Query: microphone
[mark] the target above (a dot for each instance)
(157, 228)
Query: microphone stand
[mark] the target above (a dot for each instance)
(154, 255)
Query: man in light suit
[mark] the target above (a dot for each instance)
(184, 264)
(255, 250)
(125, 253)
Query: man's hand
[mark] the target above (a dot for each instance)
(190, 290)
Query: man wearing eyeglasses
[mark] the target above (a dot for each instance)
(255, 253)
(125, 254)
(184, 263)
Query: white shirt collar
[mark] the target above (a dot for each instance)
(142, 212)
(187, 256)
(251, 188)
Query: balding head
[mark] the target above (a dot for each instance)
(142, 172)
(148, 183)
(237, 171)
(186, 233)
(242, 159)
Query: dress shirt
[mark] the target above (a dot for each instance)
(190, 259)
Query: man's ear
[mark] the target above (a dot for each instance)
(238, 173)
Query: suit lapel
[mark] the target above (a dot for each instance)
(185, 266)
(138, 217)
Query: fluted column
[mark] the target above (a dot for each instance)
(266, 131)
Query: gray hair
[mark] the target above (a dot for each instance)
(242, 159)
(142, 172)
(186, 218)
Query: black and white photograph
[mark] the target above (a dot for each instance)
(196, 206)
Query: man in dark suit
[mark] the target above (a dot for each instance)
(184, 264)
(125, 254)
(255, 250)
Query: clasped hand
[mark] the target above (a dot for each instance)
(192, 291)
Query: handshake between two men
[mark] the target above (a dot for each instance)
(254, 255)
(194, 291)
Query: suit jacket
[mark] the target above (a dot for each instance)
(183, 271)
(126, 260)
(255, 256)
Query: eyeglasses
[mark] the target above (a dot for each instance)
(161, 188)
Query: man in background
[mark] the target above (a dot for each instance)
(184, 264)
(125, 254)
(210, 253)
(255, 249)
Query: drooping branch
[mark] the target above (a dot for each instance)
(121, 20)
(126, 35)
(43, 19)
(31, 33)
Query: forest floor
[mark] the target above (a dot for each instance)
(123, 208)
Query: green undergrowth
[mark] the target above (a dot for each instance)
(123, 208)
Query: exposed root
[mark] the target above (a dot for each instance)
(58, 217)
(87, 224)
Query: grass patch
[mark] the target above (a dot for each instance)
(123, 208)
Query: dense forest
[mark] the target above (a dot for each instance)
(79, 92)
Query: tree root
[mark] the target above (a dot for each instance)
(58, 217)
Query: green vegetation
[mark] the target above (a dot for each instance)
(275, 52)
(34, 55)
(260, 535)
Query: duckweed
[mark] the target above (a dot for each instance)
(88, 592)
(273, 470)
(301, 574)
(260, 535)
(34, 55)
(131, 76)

- - -

**The problem**: In the entries above, identify every line with the word "shirt". Copy those lines.

**Task answer**:
Query: white shirt collar
Query: dress shirt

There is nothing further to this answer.